• PROVIDED TEXT

□ □ □ □ □ □ □

Anti-Semitism, BDS, Christianity, Civility, faza, Flotilla, Gaza, Hamas, islam, Islamism, Israel, Jewish, Judaism, Middle East, Palestine, Palestinian, Peace, terrorism, West Bank, Zionism, Zionism and tagged anti-semitism
Dear Jewish Voice for Peace,
So, here we go:
I remain unconvinced as your response essentially validates my original concern that JVP, in its critiques of Israeli government policies, does not take seriously the existential threats facing us here. What I see is a clear disconnect between JVP and the existential concerns of most Israelis, myself included. I found in your response no acknowledgement of the genocidal ideologies held by many of our neighbors who are loud and proud in their calls for our annihilation.
The response left me with the thought that JVP likely dismisses these concerns as hyperbole. And, if our concerns are unfounded because there is no real existential threat against us, and since at bottom this is an oppressor/oppressed relationship, then I can see why you would conclude your response with the following:
Given this reality, we do not think our energies as Jewish activists for justice should be focused on parsing the language of the oppressed to see whether, in their anguish and resistance, they use words that make us uncomfortable.
But, to understand the Israeli-Palestinian/Arab conflict in such reductionist terms is missing the forest for the trees. I could at this point produce the thousands of statements made by the leaderships of Hamas, Hezbollah, Iran, the Muslim Brotherhood and others that explicitly call for Israel’s violent destruction through “armed struggle,” a euphemism for terrorism and war. Often this rhetoric is genocidal. I could also produce a similar amount of explicitly antisemitic statements by these same leaders that mimics in tone and content the onslaught of anti-Jewish propaganda produced by the National Socialists in another time and place. This is not “parsing the language of the oppressed” for “words that make us uncomfortable.” This is seeking to understand the intent of heavily armed state and non-state actors, who have a long record of targeting Jews as Jews in both Israel and globally.

□ □ □ □ □ □ □

• RECORDS SUPPLIED
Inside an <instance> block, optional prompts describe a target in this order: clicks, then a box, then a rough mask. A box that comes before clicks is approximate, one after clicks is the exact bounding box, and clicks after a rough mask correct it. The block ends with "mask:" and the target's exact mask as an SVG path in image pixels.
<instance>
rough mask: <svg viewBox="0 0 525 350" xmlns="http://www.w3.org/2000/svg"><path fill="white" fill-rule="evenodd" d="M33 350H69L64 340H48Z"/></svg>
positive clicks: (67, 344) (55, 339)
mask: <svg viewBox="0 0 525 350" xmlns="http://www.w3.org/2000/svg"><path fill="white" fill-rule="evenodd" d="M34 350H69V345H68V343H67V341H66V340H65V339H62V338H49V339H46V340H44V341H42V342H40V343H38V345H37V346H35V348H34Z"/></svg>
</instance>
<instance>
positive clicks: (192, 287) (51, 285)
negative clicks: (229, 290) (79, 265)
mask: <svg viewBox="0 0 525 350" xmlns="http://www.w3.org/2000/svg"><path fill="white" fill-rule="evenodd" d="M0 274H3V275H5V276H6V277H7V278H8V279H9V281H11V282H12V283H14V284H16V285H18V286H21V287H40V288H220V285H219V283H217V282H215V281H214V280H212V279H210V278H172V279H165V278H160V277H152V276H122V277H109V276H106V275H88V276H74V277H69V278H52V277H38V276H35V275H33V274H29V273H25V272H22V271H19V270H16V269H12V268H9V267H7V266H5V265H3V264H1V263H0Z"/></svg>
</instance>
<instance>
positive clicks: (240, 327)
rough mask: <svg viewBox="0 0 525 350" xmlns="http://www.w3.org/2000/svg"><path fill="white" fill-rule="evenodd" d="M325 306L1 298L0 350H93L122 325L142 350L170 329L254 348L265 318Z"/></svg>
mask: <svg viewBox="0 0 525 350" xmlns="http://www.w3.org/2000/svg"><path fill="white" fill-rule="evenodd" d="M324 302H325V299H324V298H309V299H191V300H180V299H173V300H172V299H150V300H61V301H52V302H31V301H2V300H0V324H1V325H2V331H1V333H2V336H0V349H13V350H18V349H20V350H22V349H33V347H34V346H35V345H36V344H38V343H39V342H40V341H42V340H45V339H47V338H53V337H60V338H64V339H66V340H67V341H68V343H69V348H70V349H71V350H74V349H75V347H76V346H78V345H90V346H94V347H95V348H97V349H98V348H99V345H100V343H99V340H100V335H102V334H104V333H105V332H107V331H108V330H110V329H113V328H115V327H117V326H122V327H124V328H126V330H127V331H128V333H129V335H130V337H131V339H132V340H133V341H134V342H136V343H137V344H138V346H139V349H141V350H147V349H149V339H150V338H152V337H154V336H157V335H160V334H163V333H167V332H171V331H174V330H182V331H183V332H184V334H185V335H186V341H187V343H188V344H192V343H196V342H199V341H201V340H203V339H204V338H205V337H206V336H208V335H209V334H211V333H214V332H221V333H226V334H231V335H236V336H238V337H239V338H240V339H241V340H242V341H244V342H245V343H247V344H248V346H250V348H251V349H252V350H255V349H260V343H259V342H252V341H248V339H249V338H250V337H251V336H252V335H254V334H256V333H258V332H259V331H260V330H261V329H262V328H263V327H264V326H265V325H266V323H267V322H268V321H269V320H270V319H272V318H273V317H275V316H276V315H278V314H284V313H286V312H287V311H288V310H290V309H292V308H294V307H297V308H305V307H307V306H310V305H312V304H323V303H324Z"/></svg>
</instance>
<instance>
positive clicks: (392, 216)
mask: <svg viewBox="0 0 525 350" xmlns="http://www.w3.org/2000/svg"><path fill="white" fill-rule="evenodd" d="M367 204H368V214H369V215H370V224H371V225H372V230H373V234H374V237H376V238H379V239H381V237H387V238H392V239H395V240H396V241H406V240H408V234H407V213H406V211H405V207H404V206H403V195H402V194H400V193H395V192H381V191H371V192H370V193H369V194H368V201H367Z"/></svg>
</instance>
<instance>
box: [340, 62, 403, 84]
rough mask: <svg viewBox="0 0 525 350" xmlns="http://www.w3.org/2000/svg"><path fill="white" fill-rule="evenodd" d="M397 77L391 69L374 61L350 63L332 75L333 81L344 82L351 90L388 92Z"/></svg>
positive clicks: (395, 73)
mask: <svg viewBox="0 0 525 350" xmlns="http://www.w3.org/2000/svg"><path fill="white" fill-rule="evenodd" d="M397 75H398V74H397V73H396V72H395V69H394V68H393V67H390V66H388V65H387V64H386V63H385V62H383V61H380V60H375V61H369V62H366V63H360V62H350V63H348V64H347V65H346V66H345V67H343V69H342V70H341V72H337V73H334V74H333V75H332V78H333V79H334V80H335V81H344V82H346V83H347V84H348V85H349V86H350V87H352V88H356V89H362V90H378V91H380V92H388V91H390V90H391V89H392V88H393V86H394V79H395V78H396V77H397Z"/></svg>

□ □ □ □ □ □ □

• WHAT THIS TASK INVOLVES
Could you resume the open letter to Jewish Voice for Peace, picking up right after its last sentence?

• REPLY
To illustrate my point, I will give one example that indicates intent quite clearly. Here are the words of Sayyed Hassan Nasrallah, head of Hezbollah, Iran’s shock troops in Lebanon (Nasrallah alleges ‘Christian Zionist’ plot, Beirut Daily Star, October 23, 2002):
‘Their aim is to redraw the world’s political map,’ he said. ‘It is said that several US presidents are affiliated with the Christian Zionists.’
Nasrallah said their aim was to return the Jews to Israel and rebuild their temple, destroyed by the Romans in 70AD, over the Al-Aqsa Mosque.
However, Nasrallah added, ‘if they (Jews) all gather in Israel, it will save us the trouble of going after them worldwide.’
Yes, these words make me uncomfortable. Excusing this violent, racist and genocidal rhetoric as the “anguish” of the oppressed engaging in “resistance” is just so much sophistry. The name of your group denotes that it is a peace organization. In what moral universe can a peace organization, especially a Jewish one, rationalize this language specifically, and the thousands of other similar statements by other Palestinians, Syrians, Iranians?
Further quoting from your response:
We observe that your view is framed predominantly by fears about Israel’s safety and its very existence.
Yes. That is correct. Nasrallah makes his intent perfectly clear, as do many of his colleagues. Continuing from your response:
From this perspective, Israel’s policies are based on security concerns and the underlying problem is Arab violence and ‘annihilationist politics,’ as you put it. Our frame includes the security of both Israelis and Palestinians, along with their right to sovereignty, and self-determination. We believe the occupation and the dispossession and oppression of the Palestinian people, and the US policies that enable this, are the main obstacles to peace and indeed to Israel’s security. (my emphasis)
What sticks out to me is the phrase “the main obstacles to peace” that you solely define as Israel’s policies. You do not say “a main obstacle to peace” or “one of the many obstacles to peace.” You are quite clear: “the main obstacle to peace” is Israeli policies.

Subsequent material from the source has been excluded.